= PASSAGE GIVEN =
↓↓↓

# ls6 heads?



## bassist3453 (Apr 9, 2008)

would i benefit from a set of ls6 heads on my 04 goat? i dont know if the heads are even a different casting than the ls1 piece. anyway ive seen sets for cheap on ebay, wondering if its worth the money. if its even worth 30 hp id do it. it would come after: slp headers, magnaflow exhaust, lingenfelter intake, bbk tb, comp cam.


----------



## GM4life (Mar 18, 2007)

In a way yes but how much don't know. A true LS6 head had lighter valves, stronger springs. The casting number was 243 the LS1 is a 241. You can benifit with LS6 heads they offered better flow intake and the exhaust side and higher compression 10.9 I think. I can't tell you how much of a gain you would see because the LS6 had a cam that worked with the heads. Also I don't know for sure that some LS6's came with shorter or longer valves to work with the small base circle cam, so the correct pushrod lenght is requred.


----------



## mr.gto (Jul 2, 2008)

didnt the 04 GTO come with the LS6 heads? Much like the 01-02 Camaro SS? or Z28?


----------



## GM4life (Mar 18, 2007)

No "LS6" block and intake.


----------



## mr.gto (Jul 2, 2008)

oh i see nvm. lol i guess if it came with the heads if would be an ls6 haha!


----------



## jradke123 (Apr 18, 2008)

hey man i just got some edelbrock heads put on my car before the accident and they were amazing a lil expensive but well well worth it


----------



## bassist3453 (Apr 9, 2008)

↑↑↑

(Records)
↓↓↓

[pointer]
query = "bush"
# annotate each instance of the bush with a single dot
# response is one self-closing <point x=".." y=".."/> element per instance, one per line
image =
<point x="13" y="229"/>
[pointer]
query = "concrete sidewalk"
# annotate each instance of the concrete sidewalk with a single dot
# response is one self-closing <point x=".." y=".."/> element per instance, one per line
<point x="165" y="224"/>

↑↑↑
↓↓↓

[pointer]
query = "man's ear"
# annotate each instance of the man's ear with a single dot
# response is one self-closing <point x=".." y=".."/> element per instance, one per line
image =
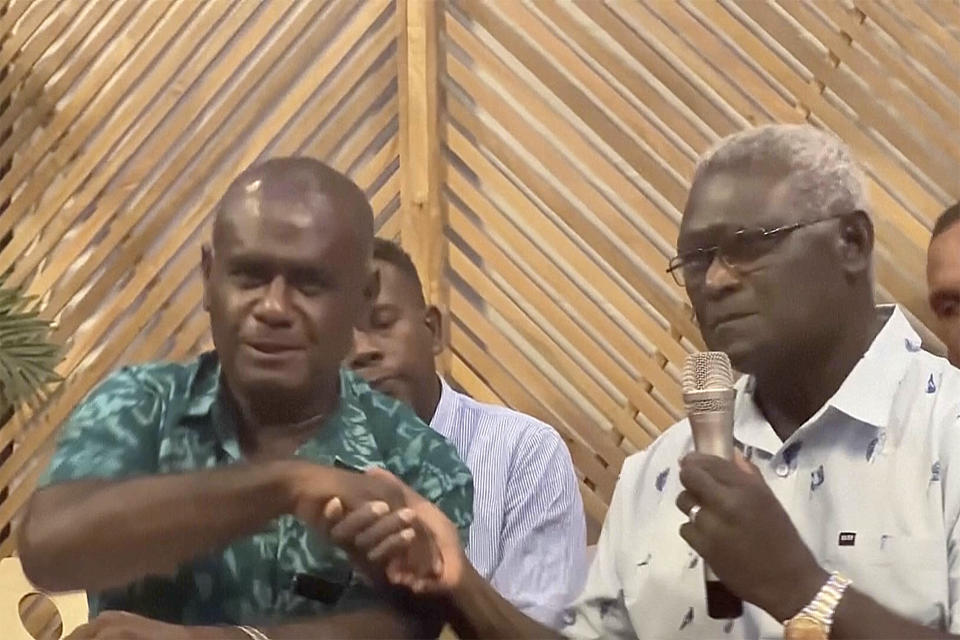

↑↑↑

= SHORT PROBLEM =
Continue the forum thread about LS6 heads from the point where it stops.

= RESULT FOR THIS EXERCISE =
which edelbrock heads? im guessing the less wild option. how do they compare to the ls6 heads? id like to see the flow chart of the ls6 heads to compare to the edelbrock piece.


----------



## adearmas2 (Jan 2, 2006)

With no other mods in your car your logical choices would be Trick Flow 215's or AFR 205's. If you do heads may as well get a nice cam to go along with these. A low cost alternative are Patriot Performance Heads. They have ported LS1 heads and ported LS6 heads from Stage I to Stage III.


----------



## bassist3453 (Apr 9, 2008)

im trying to go for a mild, affordable build. afr and trickflow make nice stuff but they want upwards of 2g for a set of heads. i can find brand new stock ls6 243 castings on ebay for like $600. thats why i want them, otherwise id be all over afr 205s in a heartbeat.


----------



## svede1212 (Nov 1, 2005)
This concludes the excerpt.